--- Start Material to process ---
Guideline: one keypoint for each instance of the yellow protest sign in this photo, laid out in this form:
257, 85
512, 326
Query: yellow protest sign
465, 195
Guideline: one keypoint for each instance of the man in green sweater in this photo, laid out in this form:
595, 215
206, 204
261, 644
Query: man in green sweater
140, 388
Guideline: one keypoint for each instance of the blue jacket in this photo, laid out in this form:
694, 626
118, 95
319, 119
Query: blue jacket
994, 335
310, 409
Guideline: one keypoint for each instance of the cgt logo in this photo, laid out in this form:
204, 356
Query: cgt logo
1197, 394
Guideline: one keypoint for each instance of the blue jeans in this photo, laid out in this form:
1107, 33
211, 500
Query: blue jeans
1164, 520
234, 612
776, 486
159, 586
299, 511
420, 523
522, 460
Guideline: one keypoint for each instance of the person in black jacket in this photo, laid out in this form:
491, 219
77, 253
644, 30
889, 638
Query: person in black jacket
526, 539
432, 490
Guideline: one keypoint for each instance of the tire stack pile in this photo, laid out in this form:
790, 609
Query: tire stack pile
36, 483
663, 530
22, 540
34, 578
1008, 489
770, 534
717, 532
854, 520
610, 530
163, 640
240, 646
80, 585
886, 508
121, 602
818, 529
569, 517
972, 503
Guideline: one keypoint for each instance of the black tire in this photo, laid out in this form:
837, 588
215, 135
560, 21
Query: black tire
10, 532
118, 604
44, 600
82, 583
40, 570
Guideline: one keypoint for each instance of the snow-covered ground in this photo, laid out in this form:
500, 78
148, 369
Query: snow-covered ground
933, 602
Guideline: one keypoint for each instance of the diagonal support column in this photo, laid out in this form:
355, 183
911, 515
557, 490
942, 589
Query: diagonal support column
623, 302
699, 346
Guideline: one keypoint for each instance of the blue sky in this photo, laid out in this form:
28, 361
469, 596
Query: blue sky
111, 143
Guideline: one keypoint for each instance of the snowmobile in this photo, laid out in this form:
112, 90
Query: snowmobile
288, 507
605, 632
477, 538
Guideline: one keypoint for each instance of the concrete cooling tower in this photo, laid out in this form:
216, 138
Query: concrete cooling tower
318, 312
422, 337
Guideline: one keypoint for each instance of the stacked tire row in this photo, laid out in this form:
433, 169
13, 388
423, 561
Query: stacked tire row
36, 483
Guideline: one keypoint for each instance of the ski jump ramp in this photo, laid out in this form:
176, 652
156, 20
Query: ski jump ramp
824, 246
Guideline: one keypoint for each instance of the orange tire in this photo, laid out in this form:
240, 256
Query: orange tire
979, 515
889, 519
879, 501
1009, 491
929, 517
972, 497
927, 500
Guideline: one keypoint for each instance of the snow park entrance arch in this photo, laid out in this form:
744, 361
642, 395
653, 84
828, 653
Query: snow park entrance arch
--- End Material to process ---
Objective:
Starting at the line that has "Guideline: one keypoint for each instance of the blue sky" and going through the end of the entries, write out every line again. Add -46 to each number in the answer keypoint coordinates and leave all other lines unchanged.

Exercise answer:
Guideline: one keypoint for each instance of the blue sky in this photo, laid out in this form:
28, 361
469, 596
Query: blue sky
65, 97
Guideline: one keypoint for each instance of the snowmobile in this photo, laid out in this form:
112, 90
Query: snowmobile
242, 461
559, 586
431, 492
Guideline: one keypoint for each instance of the concrete cooling tower in this photo, laid out in this form:
216, 138
Query: concrete cooling tower
272, 266
376, 291
Guideline: one keypoint for each instance of the stacked tire row in this photo, laid out in this form:
433, 169
13, 388
423, 561
Query: stacked tire row
-10, 437
Guideline: one keypoint for each instance of the ski jump ramp in this photo, laid out in this form:
176, 652
156, 20
Query: ski jump ramp
778, 200
Guideline: one keypoint for each instance of the orange tire in this photo, laid out in this form:
240, 256
Query: orange tire
933, 469
843, 473
833, 455
963, 445
883, 471
926, 451
881, 454
Guideline: one keypoint for each instance of the snow park entrance arch in this photo, laid out in this form:
744, 361
642, 395
653, 84
828, 653
Query: snow park entrance arch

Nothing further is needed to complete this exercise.